- **EXERCISE PROMPT**: Translate this sentence from the text on nature prescriptions in Shetland into Spanish: "Following the success of the pilot at Scalloway surgery, the approach will be rolled out across Shetland."

- **SOURCE EXTRACT**:
━━━━━━━━

The partnership, which was trialled by NHS Shetland along with RSPB Scotland, aimed to provide a structured way for patients to access nature to help reduce blood pressure, reduce anxiety and increase happiness.

The organisers said that by prescribing time in the outdoors, GPs could also help address a growing disconnect with nature across society.

Following the success of the pilot at Scalloway surgery, the approach will be rolled out across Shetland.

The RSPB said the project helped attract new people who not normally travel to its reserves, while Dr Chloe Evans, a GP at Scalloway Health Centre, welcomed the pilot as a means of providing free, easily accessible support.

Lauren Peterson, Health Improvement Practitioner for NHS Shetland, said: “Through the Nature Prescriptions project GPs and nurses can explain and promote the many benefits which being outdoors can have on physical and mental wellbeing. 

“The fantastic leaflet resource which has been produced by RSPB Scotland assists in highlighting the many benefits which are to be gained from being outdoors in the natural environment. It also provides inspiration in the forms of different ideas of what to do out in the fresh air which may help to 'Nature Your Soul' at different times of the year.”

Karen MacKelvie, community engagement officer for RSPB Scotland said: “There is overwhelming evidence that nature has health benefits for body and mind. Shetland is “stappit foo” of natural wonders. Whenever you open your front door you can hear or see some kind of natural delight – be it a gull or a lapwing calling or the roll of a heathery hill.

“However, despite many doctors using the outdoors as a resource to combat ill-health, far fewer recommend the same strategy to their patients. So, we saw an opportunity to design a leaflet that helps doctors describe the health benefits of nature and provides plenty of local ideas to help doctors fire-up their patients’ imaginations and get them outdoors.”

━━━━━━━━

- **MATERIAL SUPPLIED**:
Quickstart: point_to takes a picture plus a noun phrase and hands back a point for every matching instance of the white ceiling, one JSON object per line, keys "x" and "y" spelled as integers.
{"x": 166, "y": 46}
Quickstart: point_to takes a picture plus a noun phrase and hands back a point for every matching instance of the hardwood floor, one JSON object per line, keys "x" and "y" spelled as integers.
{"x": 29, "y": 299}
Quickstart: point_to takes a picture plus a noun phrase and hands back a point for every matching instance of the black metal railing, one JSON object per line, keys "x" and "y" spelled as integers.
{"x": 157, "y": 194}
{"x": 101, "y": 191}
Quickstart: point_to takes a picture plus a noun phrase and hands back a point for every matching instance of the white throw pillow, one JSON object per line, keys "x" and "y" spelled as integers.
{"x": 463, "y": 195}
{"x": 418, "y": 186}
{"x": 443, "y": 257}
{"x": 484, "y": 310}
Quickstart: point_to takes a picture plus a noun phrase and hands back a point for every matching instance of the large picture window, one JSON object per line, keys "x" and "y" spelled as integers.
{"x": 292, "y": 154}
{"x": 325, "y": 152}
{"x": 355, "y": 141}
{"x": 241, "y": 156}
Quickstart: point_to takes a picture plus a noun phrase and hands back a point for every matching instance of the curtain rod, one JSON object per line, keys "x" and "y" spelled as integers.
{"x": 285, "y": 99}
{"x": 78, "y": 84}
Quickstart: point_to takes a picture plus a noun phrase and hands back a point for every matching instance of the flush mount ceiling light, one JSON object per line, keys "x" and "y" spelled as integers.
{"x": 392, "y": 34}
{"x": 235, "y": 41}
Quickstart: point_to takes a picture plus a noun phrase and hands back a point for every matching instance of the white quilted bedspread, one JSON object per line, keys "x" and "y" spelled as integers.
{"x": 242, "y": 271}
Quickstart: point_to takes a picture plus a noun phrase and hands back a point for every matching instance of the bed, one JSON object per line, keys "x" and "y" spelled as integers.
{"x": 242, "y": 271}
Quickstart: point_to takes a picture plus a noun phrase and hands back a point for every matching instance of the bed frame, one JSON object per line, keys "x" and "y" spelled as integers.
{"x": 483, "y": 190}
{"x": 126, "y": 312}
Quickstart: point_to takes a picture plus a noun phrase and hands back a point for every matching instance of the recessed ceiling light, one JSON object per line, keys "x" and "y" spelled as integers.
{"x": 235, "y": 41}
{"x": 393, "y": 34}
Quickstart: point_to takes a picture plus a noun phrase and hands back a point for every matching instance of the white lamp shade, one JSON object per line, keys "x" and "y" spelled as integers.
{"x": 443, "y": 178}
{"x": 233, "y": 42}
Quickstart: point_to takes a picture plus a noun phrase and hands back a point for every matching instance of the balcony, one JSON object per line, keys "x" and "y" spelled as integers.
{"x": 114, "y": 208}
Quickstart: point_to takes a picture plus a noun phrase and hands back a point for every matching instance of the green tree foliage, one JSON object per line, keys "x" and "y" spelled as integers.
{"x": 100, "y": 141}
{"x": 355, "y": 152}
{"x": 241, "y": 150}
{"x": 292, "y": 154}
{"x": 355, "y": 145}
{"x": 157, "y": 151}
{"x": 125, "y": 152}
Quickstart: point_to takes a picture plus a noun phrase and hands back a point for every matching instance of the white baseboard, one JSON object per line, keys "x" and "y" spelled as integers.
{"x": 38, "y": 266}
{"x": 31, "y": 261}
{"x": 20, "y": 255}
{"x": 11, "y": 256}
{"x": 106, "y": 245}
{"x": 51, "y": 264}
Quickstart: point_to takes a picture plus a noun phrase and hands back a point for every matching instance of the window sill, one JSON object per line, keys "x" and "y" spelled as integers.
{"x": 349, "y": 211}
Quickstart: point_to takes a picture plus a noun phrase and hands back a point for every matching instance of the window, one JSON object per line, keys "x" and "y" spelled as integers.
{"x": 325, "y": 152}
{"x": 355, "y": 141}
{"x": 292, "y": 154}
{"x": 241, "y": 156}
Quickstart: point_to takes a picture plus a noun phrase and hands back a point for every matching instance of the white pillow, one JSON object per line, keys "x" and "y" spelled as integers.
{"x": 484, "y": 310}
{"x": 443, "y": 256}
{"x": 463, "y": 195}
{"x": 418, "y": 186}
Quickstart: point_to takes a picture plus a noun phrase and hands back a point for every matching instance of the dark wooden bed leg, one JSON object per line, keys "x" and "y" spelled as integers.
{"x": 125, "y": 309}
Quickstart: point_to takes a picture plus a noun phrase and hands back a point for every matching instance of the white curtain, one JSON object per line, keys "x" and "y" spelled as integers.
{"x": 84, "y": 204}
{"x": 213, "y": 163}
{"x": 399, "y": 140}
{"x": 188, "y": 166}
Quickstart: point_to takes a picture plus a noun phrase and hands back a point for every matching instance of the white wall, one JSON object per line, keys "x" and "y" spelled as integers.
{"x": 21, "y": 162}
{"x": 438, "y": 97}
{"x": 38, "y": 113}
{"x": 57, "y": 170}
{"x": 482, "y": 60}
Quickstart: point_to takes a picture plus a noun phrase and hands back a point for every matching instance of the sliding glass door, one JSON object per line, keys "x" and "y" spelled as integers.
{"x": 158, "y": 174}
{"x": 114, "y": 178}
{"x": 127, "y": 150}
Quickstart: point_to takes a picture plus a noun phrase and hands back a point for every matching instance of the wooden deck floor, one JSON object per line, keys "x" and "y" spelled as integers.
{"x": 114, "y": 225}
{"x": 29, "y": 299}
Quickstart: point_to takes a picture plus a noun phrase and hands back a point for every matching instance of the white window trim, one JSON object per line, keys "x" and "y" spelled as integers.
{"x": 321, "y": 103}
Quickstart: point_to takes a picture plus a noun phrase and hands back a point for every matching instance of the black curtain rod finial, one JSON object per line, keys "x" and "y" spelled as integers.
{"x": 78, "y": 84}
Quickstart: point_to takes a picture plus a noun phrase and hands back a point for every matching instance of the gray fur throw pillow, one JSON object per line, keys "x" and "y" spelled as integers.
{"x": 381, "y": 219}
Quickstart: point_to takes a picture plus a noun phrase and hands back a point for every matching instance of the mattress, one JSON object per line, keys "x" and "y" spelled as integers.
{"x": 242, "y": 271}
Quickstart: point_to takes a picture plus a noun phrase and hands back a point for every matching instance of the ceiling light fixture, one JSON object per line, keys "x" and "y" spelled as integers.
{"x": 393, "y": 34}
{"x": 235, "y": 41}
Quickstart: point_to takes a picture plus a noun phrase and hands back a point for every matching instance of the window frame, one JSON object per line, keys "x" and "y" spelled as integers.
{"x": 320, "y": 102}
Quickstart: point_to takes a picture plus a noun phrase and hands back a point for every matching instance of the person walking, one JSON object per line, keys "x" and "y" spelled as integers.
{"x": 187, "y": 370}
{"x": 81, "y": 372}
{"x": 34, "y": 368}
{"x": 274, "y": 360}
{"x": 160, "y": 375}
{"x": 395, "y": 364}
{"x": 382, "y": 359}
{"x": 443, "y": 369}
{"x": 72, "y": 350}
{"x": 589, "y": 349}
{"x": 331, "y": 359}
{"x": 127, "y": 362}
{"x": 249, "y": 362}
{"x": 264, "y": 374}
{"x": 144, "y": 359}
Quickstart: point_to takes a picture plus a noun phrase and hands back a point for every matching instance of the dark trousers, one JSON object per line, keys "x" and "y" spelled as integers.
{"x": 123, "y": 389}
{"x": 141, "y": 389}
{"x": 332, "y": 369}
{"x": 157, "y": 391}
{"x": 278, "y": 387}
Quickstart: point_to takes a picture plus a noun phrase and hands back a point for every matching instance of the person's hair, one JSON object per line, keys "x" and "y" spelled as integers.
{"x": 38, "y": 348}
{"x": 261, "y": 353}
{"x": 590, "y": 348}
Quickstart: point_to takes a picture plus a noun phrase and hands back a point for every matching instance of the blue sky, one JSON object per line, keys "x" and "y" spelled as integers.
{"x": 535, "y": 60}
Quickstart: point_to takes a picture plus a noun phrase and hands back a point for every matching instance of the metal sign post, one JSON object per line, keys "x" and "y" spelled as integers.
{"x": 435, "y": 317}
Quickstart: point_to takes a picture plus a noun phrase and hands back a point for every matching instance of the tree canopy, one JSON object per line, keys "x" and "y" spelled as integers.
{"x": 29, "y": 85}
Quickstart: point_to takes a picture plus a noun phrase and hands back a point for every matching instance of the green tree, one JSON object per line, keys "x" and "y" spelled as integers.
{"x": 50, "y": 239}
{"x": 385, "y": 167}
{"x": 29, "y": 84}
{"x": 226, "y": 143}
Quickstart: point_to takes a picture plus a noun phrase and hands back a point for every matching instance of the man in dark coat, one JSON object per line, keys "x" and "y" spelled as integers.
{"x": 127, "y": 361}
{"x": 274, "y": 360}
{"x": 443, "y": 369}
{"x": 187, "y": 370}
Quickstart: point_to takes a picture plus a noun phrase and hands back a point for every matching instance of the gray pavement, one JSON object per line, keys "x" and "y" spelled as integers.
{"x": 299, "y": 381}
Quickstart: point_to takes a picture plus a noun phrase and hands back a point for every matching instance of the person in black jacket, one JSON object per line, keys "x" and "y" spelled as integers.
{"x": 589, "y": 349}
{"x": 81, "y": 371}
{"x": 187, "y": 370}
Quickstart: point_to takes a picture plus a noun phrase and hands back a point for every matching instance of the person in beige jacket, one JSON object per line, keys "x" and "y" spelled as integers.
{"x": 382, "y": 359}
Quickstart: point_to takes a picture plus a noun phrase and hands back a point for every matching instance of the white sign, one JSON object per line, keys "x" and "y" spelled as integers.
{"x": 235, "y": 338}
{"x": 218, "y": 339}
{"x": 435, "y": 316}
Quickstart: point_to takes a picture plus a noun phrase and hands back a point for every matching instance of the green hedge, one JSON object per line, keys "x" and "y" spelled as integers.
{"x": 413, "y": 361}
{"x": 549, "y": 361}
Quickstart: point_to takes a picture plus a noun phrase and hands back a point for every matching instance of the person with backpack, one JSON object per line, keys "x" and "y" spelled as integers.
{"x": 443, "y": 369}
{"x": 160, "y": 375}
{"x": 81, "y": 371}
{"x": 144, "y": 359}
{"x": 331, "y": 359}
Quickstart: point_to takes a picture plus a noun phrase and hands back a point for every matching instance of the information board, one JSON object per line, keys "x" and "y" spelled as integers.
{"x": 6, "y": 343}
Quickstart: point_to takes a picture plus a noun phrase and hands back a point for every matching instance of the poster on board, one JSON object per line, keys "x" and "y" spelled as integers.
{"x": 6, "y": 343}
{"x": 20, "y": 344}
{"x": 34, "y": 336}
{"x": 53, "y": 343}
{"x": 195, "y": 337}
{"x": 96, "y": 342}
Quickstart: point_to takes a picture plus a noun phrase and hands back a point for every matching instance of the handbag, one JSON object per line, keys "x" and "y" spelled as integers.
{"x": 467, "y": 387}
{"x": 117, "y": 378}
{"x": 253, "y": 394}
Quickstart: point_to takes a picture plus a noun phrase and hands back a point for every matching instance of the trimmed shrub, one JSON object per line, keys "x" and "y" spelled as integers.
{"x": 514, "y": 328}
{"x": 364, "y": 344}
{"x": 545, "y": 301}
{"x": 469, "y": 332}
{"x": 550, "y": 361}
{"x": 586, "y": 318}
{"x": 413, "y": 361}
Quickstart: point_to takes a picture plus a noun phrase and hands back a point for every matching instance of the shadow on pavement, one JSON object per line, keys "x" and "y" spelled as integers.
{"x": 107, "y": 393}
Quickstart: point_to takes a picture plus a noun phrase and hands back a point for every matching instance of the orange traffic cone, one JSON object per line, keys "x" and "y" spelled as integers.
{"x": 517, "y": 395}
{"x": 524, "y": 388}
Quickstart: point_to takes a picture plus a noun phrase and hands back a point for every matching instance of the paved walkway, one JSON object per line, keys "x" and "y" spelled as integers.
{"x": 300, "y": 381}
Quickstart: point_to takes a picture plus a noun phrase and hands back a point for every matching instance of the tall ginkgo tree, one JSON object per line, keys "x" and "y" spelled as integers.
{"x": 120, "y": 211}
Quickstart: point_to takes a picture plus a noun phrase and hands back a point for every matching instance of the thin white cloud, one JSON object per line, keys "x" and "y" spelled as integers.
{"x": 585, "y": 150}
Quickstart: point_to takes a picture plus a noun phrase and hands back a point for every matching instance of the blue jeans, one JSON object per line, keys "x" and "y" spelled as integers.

━━━━━━━━

- **SOLUTION BELOW**: Tras el éxito del programa piloto en el consultorio médico de Scalloway, el enfoque se extenderá a todo Shetland.